What you will do
Transfer the material from its beginning through the line containing "70 62 L 70 68", both ends included, adding 59 to every coordinate in the answer outlines. Omit the pictures.
━━━━━ Extracted data ━━━━━
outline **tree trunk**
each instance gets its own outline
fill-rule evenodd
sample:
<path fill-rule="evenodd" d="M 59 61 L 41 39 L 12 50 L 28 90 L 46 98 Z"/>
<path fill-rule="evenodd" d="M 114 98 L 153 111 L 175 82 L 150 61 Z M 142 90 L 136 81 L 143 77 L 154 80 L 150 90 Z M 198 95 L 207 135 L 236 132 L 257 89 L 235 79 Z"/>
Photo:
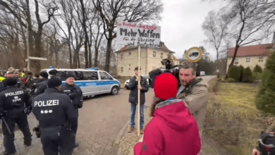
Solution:
<path fill-rule="evenodd" d="M 111 42 L 113 41 L 113 39 L 109 39 L 107 42 L 107 49 L 106 51 L 106 58 L 105 58 L 105 71 L 109 72 L 110 68 L 110 56 L 111 56 Z"/>
<path fill-rule="evenodd" d="M 96 46 L 94 45 L 94 51 L 95 51 L 95 53 L 94 53 L 94 67 L 95 68 L 99 67 L 99 66 L 98 66 L 98 49 L 99 49 L 99 47 Z"/>
<path fill-rule="evenodd" d="M 89 46 L 89 68 L 92 68 L 92 46 Z"/>
<path fill-rule="evenodd" d="M 56 52 L 56 66 L 59 66 L 59 52 Z"/>
<path fill-rule="evenodd" d="M 70 62 L 70 68 L 72 69 L 73 68 L 73 62 L 72 62 L 72 49 L 71 49 L 71 44 L 69 44 L 69 55 L 70 55 L 70 58 L 69 58 L 69 62 Z"/>
<path fill-rule="evenodd" d="M 80 0 L 80 1 L 81 4 L 82 16 L 82 19 L 83 19 L 82 25 L 82 28 L 83 28 L 85 37 L 85 42 L 84 42 L 84 47 L 85 47 L 85 68 L 87 68 L 89 67 L 88 49 L 87 49 L 87 46 L 89 38 L 88 38 L 88 33 L 87 32 L 87 27 L 86 27 L 85 8 L 84 6 L 83 0 Z"/>
<path fill-rule="evenodd" d="M 238 44 L 238 43 L 237 43 L 236 44 Z M 230 64 L 229 64 L 228 70 L 227 70 L 227 73 L 226 73 L 226 76 L 228 77 L 228 78 L 230 78 L 230 77 L 228 76 L 228 71 L 229 71 L 229 70 L 232 68 L 232 66 L 233 66 L 233 63 L 234 63 L 235 58 L 236 58 L 236 55 L 237 55 L 237 51 L 238 51 L 238 49 L 239 49 L 239 47 L 240 47 L 240 46 L 239 46 L 238 45 L 236 45 L 236 46 L 235 51 L 234 51 L 234 55 L 233 55 L 233 58 L 232 58 L 231 63 L 230 63 Z"/>
<path fill-rule="evenodd" d="M 42 43 L 42 28 L 39 27 L 37 33 L 35 35 L 35 56 L 40 58 L 43 54 L 44 49 Z M 32 64 L 32 67 L 35 67 L 35 72 L 37 73 L 40 73 L 41 70 L 41 63 L 39 60 L 32 60 L 30 64 Z"/>
<path fill-rule="evenodd" d="M 78 64 L 78 52 L 77 51 L 77 49 L 74 50 L 74 54 L 73 54 L 73 68 L 77 68 L 77 64 Z"/>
━━━━━
Result of the exercise
outline **tree trunk**
each instance gets its own outline
fill-rule evenodd
sample:
<path fill-rule="evenodd" d="M 59 61 L 41 39 L 12 50 L 28 90 L 46 98 Z"/>
<path fill-rule="evenodd" d="M 114 98 L 153 111 L 175 82 L 150 61 Z M 142 90 L 136 81 L 143 77 L 154 80 L 150 90 Z M 198 95 L 207 135 L 236 132 L 257 89 L 235 79 Z"/>
Photo:
Solution:
<path fill-rule="evenodd" d="M 170 101 L 172 100 L 172 98 L 168 98 L 166 101 L 166 108 L 165 110 L 165 117 L 164 117 L 164 130 L 168 131 L 169 127 L 169 115 L 170 115 Z"/>
<path fill-rule="evenodd" d="M 155 105 L 153 104 L 153 110 L 154 110 L 154 112 L 153 112 L 153 126 L 154 127 L 158 126 L 158 125 L 157 125 L 157 108 L 158 108 L 158 106 Z"/>
<path fill-rule="evenodd" d="M 148 105 L 148 127 L 151 127 L 151 105 Z"/>
<path fill-rule="evenodd" d="M 115 111 L 115 125 L 118 125 L 118 111 Z"/>
<path fill-rule="evenodd" d="M 129 121 L 129 127 L 131 128 L 132 127 L 132 121 L 131 121 L 131 108 L 130 108 L 130 103 L 128 103 L 128 114 L 129 114 L 129 117 L 128 117 L 128 121 Z"/>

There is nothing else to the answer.